Returning to the Eternal City

Since ACNW ’07, Amber has been on my mind a lot lately. I’ve also started re-reading the Amber series. I’m in the early part of Guns of Avalon as of this morning. I’ve been thinking about what I’d want the next Amber campaign I run to be like. It’s also prompted me to look up some of the old maxims that people have posted over the years, such as those posted by Arref and Sol.

Assorted thoughts behind the cut.


I’ve been fascinated by the re-read of the books. There are so many assumption breakers in there, both in terms of what becomes familiar from the rest of the series as well as how you start to assume Amber works from playing in it.

Some of it is just minor differences that don’t survive through the rest of the series, like Julian’s dogs being “Storm Hounds” instead of hell hounds. Or forgetting just how wide the stairs to Rebma are (and how they mirror to Amber). Or forgetting that fire does seem to burn in Rebma, for that matter. Or remembering that, despite their legendary healing and endurance, the royal family of Amber can get drunk just as well as a human can. And then there are the lines that slip through the cracks. I did not recall that at the end of NPiA that Corwin had alluded to Avalon by saying, “It was a place which had vanished into Chaos ages ago, but of which a Shadow must somewhere survive.”

(Total tangent: but while poking around in Wikipedia I discovered that Avalon‘s name can be interpreted as “the Isle of Apples.” In Buddhist cosmology, the “continent of Earth” is called Jambudvipa, which can be translated as “Rose Apple Island.”)

I also find that my model for Pattern use doesn’t match up with NPiA too well. I think part of my thinking was that I had a different view of some of what they did in the books. But now on a fresh read-through… my opinions on the subject are shifting. (I’ve already begun the partial power structures in my head.)
::::::
__Required tasks__:
(a) Render this sentence from the post about re-reading the Amber books into Spanish: "I’ve been fascinated by the re-read of the books."
(b) Express the entries below as a JSON list of strings, one string per line, skipping blank lines. Begin at the line that contains "Please identify the leopard's ear" and stop after the last line of the entries.

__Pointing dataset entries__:
::::::
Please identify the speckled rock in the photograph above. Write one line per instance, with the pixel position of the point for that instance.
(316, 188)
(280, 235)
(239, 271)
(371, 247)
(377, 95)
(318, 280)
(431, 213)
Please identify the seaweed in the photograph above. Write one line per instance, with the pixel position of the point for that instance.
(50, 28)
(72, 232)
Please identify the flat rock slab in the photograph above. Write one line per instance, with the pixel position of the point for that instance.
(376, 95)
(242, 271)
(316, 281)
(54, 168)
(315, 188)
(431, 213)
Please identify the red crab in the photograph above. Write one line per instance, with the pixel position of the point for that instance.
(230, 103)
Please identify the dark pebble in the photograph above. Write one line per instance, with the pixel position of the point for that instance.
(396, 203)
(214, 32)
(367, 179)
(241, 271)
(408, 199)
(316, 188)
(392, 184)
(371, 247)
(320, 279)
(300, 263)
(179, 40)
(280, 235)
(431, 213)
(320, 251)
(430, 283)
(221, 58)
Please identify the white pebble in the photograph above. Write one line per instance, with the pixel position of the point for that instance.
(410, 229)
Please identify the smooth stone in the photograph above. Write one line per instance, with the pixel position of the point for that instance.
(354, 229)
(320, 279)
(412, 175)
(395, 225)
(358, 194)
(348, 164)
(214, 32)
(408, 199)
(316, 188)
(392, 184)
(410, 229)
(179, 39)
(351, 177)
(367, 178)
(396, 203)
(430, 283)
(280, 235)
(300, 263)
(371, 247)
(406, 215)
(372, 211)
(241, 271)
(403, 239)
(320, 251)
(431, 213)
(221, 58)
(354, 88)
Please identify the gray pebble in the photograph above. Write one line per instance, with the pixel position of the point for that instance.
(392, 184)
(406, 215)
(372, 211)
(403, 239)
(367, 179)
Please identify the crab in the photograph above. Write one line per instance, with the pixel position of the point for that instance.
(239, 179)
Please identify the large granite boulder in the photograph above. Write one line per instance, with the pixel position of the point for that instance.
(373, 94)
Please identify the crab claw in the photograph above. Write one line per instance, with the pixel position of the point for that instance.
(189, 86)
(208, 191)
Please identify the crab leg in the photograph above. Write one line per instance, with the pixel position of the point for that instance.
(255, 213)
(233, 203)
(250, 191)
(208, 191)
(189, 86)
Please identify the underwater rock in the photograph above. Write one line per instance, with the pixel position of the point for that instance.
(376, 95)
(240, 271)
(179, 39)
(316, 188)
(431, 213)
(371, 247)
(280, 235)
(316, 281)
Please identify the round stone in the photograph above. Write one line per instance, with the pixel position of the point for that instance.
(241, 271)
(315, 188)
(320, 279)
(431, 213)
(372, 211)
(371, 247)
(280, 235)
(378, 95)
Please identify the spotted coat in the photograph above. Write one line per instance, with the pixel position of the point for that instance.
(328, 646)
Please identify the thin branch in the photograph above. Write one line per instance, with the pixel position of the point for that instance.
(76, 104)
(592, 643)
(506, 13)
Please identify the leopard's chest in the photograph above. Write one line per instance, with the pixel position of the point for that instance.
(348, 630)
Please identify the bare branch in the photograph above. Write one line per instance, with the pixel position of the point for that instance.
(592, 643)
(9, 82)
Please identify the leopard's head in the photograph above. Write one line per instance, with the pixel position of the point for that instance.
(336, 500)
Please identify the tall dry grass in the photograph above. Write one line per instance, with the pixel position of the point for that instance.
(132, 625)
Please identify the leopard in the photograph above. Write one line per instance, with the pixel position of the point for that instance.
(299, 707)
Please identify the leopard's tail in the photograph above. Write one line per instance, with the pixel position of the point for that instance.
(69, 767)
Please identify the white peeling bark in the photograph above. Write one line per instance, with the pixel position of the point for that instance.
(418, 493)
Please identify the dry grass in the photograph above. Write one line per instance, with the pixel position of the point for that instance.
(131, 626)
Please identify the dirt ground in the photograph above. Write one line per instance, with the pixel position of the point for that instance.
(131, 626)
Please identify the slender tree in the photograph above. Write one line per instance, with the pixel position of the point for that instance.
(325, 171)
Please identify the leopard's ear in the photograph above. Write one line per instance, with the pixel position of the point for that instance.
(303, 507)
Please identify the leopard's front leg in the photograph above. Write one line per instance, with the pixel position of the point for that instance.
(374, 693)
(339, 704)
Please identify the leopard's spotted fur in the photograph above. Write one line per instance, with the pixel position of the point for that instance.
::::::
__Solution set__:
(a) Me ha fascinado la relectura de los libros.

(b)
[
  "Please identify the leopard's ear in the photograph above. Write one line per instance, with the pixel position of the point for that instance.",
  "(303, 507)",
  "Please identify the leopard's front leg in the photograph above. Write one line per instance, with the pixel position of the point for that instance.",
  "(374, 693)",
  "(339, 704)",
  "Please identify the leopard's spotted fur in the photograph above. Write one line per instance, with the pixel position of the point for that instance."
]